▸ Pointing data excerpts
=-=-=-=-=
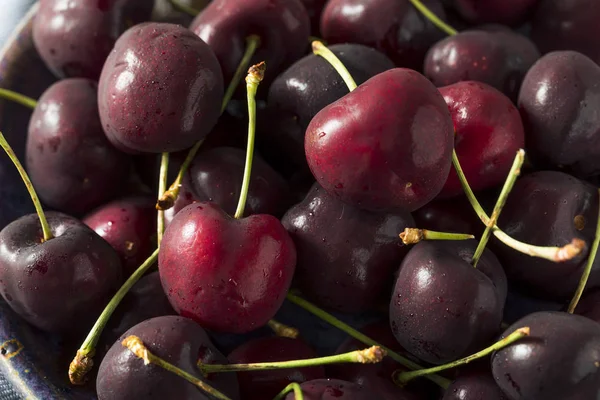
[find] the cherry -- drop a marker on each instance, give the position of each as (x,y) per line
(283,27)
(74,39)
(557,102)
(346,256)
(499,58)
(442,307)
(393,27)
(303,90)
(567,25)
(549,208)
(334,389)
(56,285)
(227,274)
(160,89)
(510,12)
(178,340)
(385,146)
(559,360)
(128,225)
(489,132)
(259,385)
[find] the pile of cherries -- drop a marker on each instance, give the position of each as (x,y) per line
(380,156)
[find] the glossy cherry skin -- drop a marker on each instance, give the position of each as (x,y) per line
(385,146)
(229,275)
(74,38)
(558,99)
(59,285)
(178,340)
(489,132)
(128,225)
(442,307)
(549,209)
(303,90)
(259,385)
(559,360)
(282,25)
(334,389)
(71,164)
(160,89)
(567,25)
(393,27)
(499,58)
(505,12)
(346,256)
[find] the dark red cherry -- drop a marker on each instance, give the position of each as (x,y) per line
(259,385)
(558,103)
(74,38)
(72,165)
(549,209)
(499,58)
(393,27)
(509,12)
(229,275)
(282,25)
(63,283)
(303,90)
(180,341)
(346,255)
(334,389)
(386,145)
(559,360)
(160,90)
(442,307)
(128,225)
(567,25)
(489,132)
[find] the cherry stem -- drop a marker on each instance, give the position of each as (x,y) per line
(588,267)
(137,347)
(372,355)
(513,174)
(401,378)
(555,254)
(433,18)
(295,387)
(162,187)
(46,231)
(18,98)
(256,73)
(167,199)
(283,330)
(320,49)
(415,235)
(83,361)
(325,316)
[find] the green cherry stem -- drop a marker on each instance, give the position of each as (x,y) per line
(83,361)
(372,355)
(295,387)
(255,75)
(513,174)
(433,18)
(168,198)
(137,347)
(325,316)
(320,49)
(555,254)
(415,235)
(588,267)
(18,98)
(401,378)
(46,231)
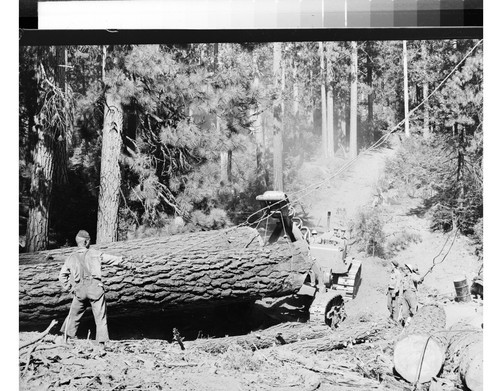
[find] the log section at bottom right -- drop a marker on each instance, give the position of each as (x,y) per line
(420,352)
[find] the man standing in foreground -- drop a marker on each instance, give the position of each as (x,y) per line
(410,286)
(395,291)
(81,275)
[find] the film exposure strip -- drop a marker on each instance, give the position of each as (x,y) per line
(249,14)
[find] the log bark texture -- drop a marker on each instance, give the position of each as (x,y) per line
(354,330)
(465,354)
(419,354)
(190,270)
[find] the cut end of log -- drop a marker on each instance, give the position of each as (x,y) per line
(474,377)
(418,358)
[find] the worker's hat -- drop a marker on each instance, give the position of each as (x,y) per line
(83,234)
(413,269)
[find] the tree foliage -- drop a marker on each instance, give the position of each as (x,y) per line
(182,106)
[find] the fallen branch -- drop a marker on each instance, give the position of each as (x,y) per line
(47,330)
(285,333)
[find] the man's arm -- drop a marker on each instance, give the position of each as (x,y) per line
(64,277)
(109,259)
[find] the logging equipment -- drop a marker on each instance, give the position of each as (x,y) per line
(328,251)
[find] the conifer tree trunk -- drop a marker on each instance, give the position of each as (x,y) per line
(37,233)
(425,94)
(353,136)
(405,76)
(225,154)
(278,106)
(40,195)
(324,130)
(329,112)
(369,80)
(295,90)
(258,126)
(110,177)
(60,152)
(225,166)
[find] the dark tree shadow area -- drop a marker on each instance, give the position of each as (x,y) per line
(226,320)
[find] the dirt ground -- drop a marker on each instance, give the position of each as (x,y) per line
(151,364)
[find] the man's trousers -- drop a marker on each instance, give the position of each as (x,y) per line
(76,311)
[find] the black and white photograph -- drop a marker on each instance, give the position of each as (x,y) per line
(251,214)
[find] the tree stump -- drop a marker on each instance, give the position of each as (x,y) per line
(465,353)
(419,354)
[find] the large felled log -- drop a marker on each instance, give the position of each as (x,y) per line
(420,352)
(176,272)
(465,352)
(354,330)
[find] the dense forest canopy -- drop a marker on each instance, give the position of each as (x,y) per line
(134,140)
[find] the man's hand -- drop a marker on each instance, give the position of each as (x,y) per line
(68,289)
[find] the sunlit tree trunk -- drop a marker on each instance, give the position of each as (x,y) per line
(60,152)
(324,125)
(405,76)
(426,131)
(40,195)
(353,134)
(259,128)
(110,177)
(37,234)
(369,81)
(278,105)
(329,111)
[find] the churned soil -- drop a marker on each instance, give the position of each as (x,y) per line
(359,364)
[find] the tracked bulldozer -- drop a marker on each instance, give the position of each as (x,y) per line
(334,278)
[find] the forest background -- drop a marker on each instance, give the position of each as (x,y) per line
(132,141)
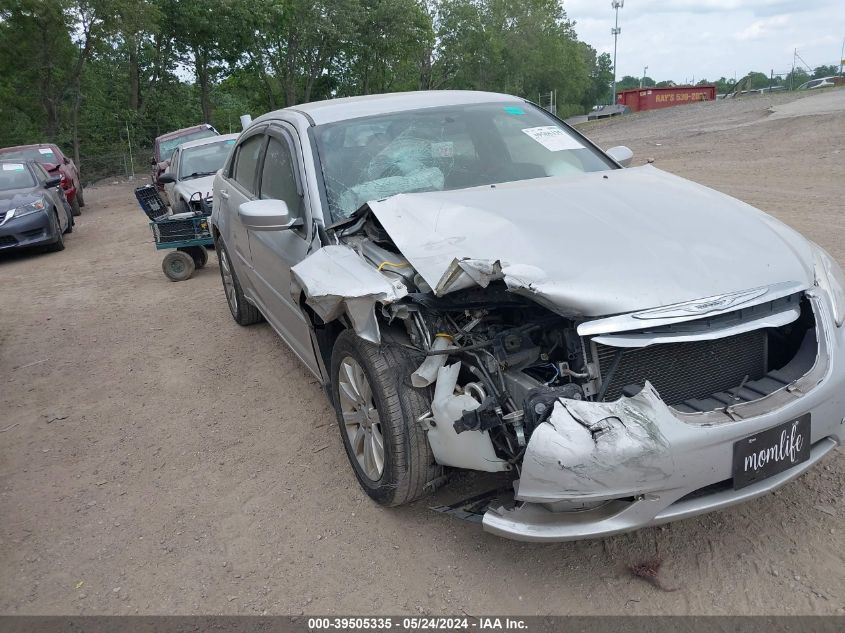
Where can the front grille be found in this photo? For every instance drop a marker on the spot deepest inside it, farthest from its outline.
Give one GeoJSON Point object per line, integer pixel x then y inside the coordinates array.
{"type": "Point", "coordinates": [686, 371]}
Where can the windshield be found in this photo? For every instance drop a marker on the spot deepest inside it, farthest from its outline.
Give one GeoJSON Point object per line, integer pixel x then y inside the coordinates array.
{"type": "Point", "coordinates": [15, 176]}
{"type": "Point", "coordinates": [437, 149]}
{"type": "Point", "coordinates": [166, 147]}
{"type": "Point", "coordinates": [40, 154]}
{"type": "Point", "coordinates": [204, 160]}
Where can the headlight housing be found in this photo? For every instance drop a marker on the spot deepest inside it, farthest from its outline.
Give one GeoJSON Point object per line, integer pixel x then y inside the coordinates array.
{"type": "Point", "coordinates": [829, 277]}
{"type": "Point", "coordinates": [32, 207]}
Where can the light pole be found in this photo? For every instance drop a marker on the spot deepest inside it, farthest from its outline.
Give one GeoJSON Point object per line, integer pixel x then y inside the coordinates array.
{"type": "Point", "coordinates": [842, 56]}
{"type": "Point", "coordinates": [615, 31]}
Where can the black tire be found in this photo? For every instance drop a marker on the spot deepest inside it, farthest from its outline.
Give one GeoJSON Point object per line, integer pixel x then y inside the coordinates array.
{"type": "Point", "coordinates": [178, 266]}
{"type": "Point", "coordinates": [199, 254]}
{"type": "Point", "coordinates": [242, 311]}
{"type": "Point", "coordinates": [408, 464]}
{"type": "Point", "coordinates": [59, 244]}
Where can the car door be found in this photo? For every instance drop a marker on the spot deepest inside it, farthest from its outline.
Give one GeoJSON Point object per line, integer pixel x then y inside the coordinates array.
=-=-=-=-=
▸ Given exercise
Copy out the stretch from the line containing "Where can the headlight" through the end of the data, requests included, and raise every coordinate in the answers by 50.

▸ In response
Where can the headlight housing be found in this photo? For every instance drop a marker on the spot deepest inside it, farthest from its outline.
Give one GeoJSON Point object per line, integer pixel x then y inside the coordinates array.
{"type": "Point", "coordinates": [879, 327]}
{"type": "Point", "coordinates": [82, 257]}
Where can the light pole be found in this photo? For every instance drop a marker on the spot deepest inside it, farthest from its outline.
Give one GeoJSON Point object per line, integer pixel x then y inside the coordinates array.
{"type": "Point", "coordinates": [892, 106]}
{"type": "Point", "coordinates": [665, 81]}
Where can the black tire be found in this photo? For every instance drop a marker on the spot deepest inside it, farthest from its outline.
Give one GeoJSON Point object per line, integer pixel x then y inside the coordinates array.
{"type": "Point", "coordinates": [228, 316]}
{"type": "Point", "coordinates": [249, 304]}
{"type": "Point", "coordinates": [292, 361]}
{"type": "Point", "coordinates": [458, 514]}
{"type": "Point", "coordinates": [109, 294]}
Where can the car door be found in this photo? For every instance drop a marker on the spot deepest inside it, farthest from its outline.
Give one GeoJSON Point object per line, integer pixel x then y inside the coordinates array.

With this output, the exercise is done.